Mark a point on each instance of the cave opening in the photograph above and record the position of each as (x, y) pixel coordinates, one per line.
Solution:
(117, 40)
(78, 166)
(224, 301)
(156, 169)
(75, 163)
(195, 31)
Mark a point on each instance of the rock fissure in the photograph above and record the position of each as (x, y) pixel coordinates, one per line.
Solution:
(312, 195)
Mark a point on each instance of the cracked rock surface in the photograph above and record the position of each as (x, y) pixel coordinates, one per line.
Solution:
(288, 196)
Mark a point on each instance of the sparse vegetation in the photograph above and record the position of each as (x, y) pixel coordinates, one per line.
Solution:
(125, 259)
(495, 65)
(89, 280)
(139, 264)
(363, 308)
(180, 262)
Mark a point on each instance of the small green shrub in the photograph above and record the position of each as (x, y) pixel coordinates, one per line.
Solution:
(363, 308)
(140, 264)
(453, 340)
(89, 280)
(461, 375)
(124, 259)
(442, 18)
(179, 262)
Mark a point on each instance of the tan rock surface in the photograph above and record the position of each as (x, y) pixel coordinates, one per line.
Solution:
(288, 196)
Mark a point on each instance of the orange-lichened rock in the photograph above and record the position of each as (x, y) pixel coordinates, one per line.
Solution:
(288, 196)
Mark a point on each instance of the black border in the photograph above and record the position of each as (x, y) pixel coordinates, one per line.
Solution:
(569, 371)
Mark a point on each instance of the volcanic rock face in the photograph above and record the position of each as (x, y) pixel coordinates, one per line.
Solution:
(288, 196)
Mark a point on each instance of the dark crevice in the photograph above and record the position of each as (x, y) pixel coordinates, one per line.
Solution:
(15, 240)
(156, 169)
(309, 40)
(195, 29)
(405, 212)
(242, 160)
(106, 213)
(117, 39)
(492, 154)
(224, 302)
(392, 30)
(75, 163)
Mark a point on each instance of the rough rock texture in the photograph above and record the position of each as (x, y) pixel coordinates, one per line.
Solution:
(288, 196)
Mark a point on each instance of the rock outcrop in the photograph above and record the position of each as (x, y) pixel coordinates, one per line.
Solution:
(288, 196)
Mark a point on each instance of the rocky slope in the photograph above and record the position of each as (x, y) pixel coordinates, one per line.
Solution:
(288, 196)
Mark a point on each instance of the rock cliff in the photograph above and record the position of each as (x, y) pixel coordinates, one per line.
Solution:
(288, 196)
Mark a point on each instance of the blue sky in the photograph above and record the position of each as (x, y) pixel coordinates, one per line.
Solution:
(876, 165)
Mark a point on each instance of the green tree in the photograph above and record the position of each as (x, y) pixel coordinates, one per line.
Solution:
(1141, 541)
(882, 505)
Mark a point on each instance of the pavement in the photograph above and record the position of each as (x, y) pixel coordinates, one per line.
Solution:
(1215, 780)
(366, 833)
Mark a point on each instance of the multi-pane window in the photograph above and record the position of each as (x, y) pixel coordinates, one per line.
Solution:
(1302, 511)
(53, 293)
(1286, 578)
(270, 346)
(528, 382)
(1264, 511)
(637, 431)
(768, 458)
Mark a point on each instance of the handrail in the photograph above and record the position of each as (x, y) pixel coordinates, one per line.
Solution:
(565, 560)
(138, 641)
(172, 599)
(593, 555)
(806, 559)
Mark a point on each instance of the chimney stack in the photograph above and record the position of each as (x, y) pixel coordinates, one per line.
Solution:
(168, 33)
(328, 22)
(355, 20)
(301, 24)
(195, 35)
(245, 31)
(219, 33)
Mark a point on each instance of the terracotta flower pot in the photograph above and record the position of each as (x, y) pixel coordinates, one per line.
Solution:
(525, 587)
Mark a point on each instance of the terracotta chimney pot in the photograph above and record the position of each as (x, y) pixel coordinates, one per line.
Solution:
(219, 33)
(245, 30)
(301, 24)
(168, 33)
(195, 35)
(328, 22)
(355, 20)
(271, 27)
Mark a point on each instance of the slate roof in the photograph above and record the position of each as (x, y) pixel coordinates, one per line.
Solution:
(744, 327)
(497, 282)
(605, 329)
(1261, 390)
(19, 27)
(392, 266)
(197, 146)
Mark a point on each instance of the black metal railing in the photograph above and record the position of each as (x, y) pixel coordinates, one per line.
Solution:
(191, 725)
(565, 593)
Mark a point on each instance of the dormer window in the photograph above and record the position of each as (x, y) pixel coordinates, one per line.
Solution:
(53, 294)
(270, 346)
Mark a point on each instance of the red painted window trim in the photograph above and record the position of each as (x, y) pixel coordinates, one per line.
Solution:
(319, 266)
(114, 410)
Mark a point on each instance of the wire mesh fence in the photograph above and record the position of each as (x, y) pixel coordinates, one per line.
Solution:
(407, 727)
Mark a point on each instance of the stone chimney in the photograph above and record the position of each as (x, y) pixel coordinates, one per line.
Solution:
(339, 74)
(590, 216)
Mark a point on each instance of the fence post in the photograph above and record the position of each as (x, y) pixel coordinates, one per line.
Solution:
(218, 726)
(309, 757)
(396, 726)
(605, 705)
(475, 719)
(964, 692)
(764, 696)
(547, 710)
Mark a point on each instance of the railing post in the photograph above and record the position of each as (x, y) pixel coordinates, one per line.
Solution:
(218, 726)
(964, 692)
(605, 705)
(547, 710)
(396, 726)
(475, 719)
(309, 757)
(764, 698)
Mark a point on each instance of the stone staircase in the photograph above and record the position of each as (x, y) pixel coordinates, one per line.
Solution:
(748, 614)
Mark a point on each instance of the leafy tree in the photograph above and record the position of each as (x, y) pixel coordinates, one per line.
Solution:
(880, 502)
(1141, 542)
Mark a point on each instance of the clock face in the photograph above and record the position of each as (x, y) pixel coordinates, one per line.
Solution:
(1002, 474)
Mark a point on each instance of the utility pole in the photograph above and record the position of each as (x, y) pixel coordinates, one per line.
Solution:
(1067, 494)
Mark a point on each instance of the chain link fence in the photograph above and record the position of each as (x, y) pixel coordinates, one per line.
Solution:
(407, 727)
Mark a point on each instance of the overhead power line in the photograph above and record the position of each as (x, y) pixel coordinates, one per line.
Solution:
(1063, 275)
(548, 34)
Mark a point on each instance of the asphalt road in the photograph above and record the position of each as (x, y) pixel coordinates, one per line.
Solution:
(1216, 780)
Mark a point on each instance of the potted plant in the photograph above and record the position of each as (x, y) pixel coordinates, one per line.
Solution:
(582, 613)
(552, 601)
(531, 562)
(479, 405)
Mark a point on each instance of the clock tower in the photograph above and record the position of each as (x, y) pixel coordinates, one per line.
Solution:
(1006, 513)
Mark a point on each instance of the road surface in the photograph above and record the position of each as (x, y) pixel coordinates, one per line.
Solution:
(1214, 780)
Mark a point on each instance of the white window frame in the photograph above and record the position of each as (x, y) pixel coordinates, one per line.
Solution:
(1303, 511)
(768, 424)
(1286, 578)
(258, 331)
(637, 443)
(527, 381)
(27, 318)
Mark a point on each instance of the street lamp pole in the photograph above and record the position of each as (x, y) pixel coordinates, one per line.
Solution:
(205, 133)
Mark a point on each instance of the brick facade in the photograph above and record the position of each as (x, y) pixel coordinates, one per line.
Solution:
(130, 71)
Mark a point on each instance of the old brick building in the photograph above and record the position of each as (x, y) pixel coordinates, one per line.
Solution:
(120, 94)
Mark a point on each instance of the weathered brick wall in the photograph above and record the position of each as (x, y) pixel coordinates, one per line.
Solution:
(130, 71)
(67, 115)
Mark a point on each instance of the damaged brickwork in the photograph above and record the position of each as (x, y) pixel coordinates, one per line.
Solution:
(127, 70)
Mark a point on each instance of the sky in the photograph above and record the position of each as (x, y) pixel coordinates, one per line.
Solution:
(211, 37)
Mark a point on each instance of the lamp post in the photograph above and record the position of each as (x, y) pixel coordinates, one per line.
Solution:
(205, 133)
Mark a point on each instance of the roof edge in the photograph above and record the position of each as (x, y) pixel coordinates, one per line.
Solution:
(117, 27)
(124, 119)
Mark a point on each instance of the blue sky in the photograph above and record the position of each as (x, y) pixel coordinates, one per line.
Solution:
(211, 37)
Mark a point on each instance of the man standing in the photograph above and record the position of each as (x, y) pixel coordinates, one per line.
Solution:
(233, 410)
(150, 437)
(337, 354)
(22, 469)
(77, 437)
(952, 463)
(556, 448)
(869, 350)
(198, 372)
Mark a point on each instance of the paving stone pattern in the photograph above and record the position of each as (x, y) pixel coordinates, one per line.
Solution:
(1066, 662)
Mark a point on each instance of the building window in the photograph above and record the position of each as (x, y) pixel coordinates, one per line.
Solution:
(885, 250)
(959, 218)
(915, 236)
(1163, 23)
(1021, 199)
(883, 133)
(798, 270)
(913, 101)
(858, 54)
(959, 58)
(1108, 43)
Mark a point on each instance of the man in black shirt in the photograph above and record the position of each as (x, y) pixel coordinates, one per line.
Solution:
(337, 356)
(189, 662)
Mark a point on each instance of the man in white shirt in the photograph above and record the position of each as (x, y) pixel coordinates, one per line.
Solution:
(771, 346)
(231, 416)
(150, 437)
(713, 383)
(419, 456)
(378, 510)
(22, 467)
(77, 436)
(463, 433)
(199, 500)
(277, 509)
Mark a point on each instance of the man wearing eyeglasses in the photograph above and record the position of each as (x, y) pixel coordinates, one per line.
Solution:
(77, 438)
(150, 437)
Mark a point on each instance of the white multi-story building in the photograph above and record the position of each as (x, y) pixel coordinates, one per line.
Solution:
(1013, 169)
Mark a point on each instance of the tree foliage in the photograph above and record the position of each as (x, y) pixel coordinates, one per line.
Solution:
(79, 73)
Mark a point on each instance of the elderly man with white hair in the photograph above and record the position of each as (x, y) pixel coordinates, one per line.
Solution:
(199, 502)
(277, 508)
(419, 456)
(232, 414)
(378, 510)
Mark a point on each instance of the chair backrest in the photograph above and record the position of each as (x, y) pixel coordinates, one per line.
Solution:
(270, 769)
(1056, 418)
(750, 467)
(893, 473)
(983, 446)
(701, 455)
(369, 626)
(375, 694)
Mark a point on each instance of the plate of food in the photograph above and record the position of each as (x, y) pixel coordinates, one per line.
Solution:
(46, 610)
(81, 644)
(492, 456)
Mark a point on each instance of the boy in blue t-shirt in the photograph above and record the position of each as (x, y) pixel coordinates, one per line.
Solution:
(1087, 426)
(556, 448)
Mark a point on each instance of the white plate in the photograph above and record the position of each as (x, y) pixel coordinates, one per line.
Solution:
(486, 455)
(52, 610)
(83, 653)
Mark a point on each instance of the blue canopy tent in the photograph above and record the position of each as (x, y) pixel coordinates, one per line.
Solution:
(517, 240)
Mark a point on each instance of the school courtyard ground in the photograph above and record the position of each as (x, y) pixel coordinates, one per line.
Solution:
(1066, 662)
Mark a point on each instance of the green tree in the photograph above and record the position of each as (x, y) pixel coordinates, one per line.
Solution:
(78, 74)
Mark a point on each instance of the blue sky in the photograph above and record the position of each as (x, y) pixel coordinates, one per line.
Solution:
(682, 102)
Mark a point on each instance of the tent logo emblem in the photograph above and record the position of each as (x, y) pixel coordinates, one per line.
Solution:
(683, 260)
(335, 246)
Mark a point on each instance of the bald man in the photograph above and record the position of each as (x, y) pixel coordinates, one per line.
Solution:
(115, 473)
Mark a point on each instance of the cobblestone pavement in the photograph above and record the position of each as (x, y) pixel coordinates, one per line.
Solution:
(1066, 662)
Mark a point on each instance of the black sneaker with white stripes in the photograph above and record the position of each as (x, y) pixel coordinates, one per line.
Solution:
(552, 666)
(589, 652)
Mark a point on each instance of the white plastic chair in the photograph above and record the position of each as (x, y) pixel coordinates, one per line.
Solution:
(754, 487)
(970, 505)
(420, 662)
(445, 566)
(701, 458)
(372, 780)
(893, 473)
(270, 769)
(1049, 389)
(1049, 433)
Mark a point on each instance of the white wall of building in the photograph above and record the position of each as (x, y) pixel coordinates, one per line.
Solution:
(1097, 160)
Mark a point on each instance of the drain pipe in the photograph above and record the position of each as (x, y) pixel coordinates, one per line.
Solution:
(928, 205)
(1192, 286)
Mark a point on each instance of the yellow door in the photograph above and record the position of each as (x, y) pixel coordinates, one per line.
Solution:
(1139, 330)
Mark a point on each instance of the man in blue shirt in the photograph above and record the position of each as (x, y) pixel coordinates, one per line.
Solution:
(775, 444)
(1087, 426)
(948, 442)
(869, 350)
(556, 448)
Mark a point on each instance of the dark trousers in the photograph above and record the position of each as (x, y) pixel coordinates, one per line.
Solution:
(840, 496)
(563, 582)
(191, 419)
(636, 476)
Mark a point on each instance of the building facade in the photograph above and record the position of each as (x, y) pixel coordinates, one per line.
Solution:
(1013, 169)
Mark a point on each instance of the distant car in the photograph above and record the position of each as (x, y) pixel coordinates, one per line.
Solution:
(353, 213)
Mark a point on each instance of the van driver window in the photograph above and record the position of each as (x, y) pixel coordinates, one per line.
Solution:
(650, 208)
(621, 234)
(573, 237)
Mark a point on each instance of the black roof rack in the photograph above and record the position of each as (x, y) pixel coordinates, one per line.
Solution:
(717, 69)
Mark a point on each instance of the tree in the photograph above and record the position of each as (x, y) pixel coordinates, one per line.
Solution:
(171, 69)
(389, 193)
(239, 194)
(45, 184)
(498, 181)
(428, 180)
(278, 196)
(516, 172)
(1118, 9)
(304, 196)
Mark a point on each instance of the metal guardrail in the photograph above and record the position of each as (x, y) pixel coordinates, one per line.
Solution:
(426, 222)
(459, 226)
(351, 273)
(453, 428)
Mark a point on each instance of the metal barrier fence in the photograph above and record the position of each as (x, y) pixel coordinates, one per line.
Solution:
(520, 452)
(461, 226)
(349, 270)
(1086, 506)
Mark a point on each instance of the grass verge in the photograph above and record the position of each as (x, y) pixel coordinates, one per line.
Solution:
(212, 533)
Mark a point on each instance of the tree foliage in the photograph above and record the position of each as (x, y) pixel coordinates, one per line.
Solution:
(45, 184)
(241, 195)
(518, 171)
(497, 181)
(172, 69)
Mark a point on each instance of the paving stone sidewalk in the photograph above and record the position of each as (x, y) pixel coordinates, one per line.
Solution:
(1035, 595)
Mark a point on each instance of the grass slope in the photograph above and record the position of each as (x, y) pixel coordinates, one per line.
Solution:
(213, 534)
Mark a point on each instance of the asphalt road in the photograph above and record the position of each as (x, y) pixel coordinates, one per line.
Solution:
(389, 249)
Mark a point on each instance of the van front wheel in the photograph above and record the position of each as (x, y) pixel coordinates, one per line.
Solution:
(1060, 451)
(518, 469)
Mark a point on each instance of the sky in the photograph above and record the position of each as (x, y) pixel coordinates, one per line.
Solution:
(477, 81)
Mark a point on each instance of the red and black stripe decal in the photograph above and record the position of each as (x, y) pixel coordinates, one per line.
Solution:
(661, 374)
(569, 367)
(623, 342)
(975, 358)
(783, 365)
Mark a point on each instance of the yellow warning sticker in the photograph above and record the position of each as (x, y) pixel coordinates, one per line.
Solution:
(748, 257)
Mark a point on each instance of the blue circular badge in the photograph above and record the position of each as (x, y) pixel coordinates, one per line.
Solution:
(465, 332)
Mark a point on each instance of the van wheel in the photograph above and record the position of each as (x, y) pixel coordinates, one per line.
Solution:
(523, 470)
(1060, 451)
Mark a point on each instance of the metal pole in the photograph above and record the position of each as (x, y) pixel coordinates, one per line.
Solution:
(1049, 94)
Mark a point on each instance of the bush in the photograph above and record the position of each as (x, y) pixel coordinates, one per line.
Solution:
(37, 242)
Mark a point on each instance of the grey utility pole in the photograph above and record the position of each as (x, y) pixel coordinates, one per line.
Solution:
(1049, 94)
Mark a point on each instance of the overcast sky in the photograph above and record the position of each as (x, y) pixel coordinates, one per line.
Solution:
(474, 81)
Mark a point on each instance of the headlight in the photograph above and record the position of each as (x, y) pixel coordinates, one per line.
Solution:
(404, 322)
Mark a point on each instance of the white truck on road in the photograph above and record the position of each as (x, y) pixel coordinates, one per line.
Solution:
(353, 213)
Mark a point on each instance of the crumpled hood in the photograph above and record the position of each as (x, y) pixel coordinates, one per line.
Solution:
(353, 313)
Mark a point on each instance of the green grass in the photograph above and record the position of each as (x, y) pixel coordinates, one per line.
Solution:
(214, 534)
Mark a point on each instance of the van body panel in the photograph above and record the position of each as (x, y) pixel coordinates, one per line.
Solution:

════

### Instructions to follow
Exactly those lines that run from the start of the listing to the line containing "Mark a point on each instance of the sparse" should be output, and no others.

### Answer to this problem
Mark a point on each instance of the cave opening in the photograph above and record the position of each as (x, y) pixel coordinates, one per line.
Solution:
(117, 40)
(78, 166)
(224, 301)
(156, 169)
(75, 163)
(195, 31)
Mark a point on each instance of the rock fissure in the photograph above and record the position of each as (x, y) pixel coordinates, one per line.
Solution:
(312, 195)
Mark a point on each instance of the cracked rock surface in the photograph above and record the position of each as (x, y) pixel coordinates, one per line.
Solution:
(288, 196)
Mark a point on each instance of the sparse vegetation in the photograph above and record the position of each as (x, y) pixel coordinates, one per line.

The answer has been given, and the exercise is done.